[Stored items]
****************************************

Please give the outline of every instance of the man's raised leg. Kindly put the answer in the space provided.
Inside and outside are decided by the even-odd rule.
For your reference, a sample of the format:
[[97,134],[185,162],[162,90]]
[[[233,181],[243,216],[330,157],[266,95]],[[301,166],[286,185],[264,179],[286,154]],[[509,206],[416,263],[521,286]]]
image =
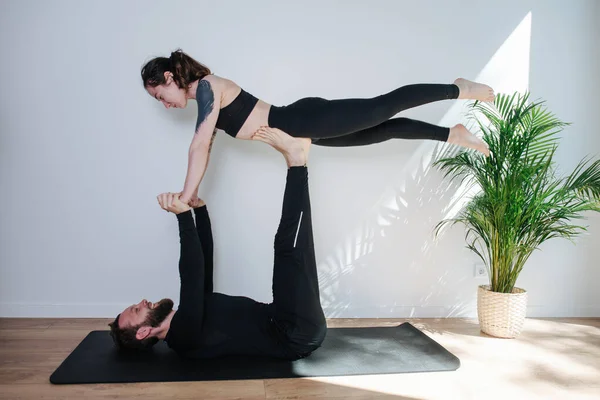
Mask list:
[[299,355],[318,348],[327,326],[319,295],[319,279],[308,190],[310,139],[297,139],[278,129],[263,128],[255,140],[281,152],[288,171],[281,220],[275,235],[273,305],[276,323]]

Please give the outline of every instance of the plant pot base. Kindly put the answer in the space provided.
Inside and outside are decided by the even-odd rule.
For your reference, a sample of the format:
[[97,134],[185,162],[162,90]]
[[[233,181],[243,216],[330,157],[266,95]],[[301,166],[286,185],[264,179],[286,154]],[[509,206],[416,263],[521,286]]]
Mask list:
[[477,317],[481,331],[499,338],[513,339],[523,329],[527,311],[527,292],[514,288],[512,293],[490,291],[490,285],[477,289]]

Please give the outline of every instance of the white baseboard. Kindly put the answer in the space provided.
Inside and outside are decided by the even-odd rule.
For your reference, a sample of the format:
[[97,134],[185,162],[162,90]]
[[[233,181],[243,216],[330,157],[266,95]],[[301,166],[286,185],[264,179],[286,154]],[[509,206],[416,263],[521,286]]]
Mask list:
[[[391,306],[391,307],[323,307],[327,318],[477,318],[477,305],[461,306]],[[600,317],[600,305],[572,306],[557,309],[528,305],[531,318]]]
[[[1,303],[0,318],[114,318],[130,304]],[[327,318],[477,318],[475,304],[462,306],[323,307]],[[600,317],[600,305],[557,309],[527,307],[528,317]]]
[[115,318],[131,304],[0,303],[0,318]]

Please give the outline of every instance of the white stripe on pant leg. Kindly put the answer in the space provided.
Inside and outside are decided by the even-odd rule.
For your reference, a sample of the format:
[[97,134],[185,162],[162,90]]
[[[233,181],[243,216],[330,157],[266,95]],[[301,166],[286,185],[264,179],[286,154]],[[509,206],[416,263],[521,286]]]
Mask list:
[[296,237],[294,238],[294,247],[296,247],[296,240],[298,240],[298,232],[300,232],[300,224],[302,223],[302,214],[304,211],[300,211],[300,221],[298,221],[298,228],[296,229]]

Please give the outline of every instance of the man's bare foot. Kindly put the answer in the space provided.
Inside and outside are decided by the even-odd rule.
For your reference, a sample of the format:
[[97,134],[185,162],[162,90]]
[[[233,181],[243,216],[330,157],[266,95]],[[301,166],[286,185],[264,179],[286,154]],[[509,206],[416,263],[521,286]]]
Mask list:
[[490,155],[490,149],[488,148],[487,143],[469,132],[463,124],[457,124],[450,128],[448,143],[475,149],[482,152],[486,157]]
[[308,162],[308,151],[311,140],[308,138],[295,138],[281,129],[263,126],[259,128],[252,140],[258,140],[271,145],[283,154],[288,167],[304,166]]
[[458,86],[459,99],[479,100],[479,101],[494,101],[496,95],[494,89],[483,83],[469,81],[467,79],[458,78],[454,81]]

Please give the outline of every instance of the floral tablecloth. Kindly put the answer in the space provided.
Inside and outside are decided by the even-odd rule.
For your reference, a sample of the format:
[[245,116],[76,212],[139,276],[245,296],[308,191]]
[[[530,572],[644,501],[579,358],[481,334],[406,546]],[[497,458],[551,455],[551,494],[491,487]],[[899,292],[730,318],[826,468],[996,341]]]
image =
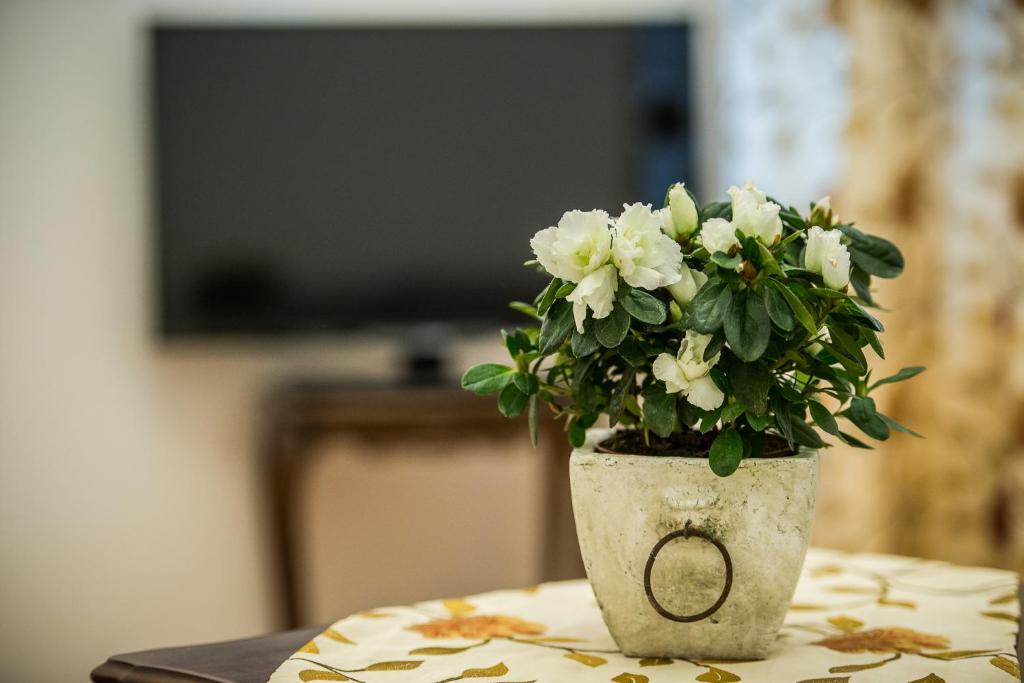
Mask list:
[[271,683],[1010,683],[1019,577],[812,549],[763,661],[625,657],[585,581],[386,607],[338,621]]

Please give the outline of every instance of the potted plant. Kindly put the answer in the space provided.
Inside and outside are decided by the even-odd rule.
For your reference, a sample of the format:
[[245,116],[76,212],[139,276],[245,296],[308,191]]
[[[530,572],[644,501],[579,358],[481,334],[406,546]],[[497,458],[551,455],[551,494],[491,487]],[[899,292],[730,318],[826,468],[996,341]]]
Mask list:
[[[510,365],[471,368],[508,417],[541,404],[565,419],[587,575],[622,651],[753,659],[782,625],[807,550],[822,438],[913,434],[871,393],[883,355],[871,278],[903,257],[751,184],[699,206],[677,183],[665,206],[611,218],[569,211],[531,240],[550,281],[536,321],[503,332]],[[612,429],[595,429],[602,418]],[[856,427],[855,436],[840,419]]]

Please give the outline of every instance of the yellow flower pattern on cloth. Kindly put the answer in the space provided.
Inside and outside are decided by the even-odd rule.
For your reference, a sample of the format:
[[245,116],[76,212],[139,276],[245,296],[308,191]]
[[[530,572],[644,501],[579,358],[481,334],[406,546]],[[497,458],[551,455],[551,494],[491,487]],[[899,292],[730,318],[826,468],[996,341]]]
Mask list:
[[589,584],[564,581],[355,614],[270,683],[1012,683],[1018,585],[1008,571],[812,549],[770,657],[752,662],[625,657]]

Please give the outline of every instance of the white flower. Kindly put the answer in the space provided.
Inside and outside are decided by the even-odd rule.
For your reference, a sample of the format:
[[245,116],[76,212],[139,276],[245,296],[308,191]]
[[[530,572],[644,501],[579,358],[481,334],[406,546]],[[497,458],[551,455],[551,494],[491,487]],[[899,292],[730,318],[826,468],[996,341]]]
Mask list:
[[654,377],[665,383],[668,393],[681,393],[703,410],[714,410],[725,400],[725,394],[708,374],[721,354],[704,360],[710,342],[711,335],[687,330],[676,356],[659,354],[652,365]]
[[605,211],[566,211],[557,226],[541,230],[530,247],[555,277],[579,282],[608,262],[612,235]]
[[739,246],[740,241],[736,239],[735,225],[724,218],[709,218],[700,229],[700,243],[709,254],[716,251],[728,254],[730,249]]
[[657,289],[679,281],[682,250],[661,232],[650,204],[624,204],[613,232],[612,262],[626,284]]
[[765,244],[774,244],[782,237],[782,219],[778,204],[768,201],[764,192],[750,183],[742,188],[729,188],[732,198],[732,222],[736,229],[749,237],[756,237]]
[[825,286],[843,289],[850,282],[850,252],[840,243],[839,230],[822,230],[813,226],[807,231],[807,250],[804,267],[821,273]]
[[[676,183],[668,191],[668,206],[661,210],[662,230],[674,240],[697,229],[697,205],[683,183]],[[667,219],[667,220],[666,220]]]
[[576,285],[569,296],[576,330],[583,334],[583,321],[587,319],[587,307],[594,312],[594,319],[608,317],[615,306],[615,290],[619,286],[619,274],[610,263],[590,273]]
[[708,276],[699,270],[693,270],[685,263],[680,271],[679,282],[668,286],[668,292],[680,306],[688,306],[697,292],[708,281]]
[[666,392],[678,394],[690,388],[690,380],[686,379],[683,369],[671,354],[658,354],[651,368],[654,370],[654,376],[665,383]]

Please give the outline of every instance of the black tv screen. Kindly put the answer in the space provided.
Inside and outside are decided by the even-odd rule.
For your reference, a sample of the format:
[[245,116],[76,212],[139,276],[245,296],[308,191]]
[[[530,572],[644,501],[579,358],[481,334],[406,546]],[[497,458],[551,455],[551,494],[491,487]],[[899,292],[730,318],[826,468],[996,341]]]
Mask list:
[[153,31],[168,335],[516,319],[529,238],[693,184],[688,30]]

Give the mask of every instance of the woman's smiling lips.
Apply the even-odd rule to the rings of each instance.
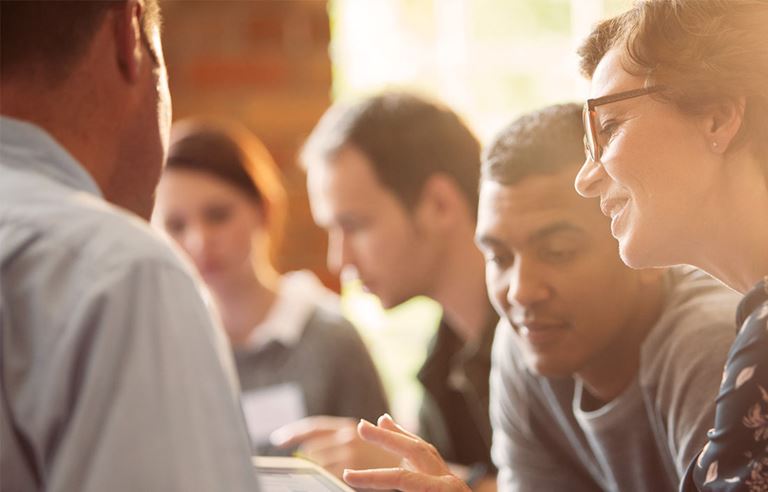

****************************************

PROBLEM REQUIREMENTS. Whichever lines of the records above hold the word "flower" should all be copied out.

FINAL ANSWER.
Please give the outline of every instance of the yellow flower pattern on cloth. Kindly put the answer in the space provided.
Please give the outline of every instance of the white flower. Kindly put the answer in the space provided.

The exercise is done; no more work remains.